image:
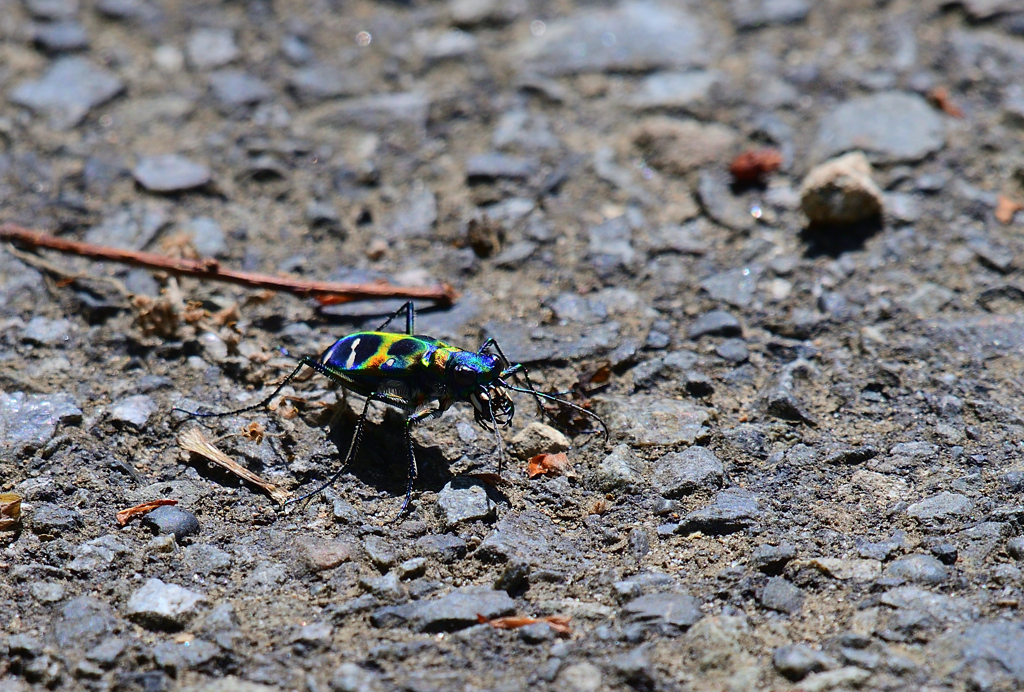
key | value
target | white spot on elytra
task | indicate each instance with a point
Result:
____________
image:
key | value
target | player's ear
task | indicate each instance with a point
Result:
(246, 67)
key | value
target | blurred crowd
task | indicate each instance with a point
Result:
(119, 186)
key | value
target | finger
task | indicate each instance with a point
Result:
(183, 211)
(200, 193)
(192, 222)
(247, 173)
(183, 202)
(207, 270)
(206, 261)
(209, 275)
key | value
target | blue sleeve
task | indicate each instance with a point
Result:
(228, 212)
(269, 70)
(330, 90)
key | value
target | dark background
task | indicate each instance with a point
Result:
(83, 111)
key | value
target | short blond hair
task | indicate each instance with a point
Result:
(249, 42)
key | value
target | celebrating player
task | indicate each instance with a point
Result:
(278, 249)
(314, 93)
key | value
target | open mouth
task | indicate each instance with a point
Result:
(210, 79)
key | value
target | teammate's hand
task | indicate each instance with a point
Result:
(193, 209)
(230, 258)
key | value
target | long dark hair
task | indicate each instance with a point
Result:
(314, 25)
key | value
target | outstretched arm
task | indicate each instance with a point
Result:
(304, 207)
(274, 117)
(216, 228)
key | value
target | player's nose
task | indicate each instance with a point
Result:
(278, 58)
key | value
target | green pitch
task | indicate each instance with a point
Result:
____________
WORK REQUEST
Within the records above, count each line holding "player". Write down only the number.

ANSWER SECTION
3